(Items listed in a dataset)
+ + +

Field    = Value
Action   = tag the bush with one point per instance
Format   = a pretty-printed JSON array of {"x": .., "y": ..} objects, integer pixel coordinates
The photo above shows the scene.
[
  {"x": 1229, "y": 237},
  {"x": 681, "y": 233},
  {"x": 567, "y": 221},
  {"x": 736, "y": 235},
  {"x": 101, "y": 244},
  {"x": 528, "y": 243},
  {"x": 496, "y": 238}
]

+ + +

◆ TASK DESCRIPTION ◆
Down to the last line, return the data above exactly.

◆ RESULT OF THE TASK ◆
Field    = Value
Action   = tag the bush with one point per instance
Format   = a pretty-printed JSON array of {"x": .., "y": ..} objects, integer pixel coordinates
The photo above shows the scene.
[
  {"x": 1229, "y": 237},
  {"x": 681, "y": 233},
  {"x": 567, "y": 221},
  {"x": 736, "y": 235},
  {"x": 101, "y": 244},
  {"x": 528, "y": 243},
  {"x": 496, "y": 238}
]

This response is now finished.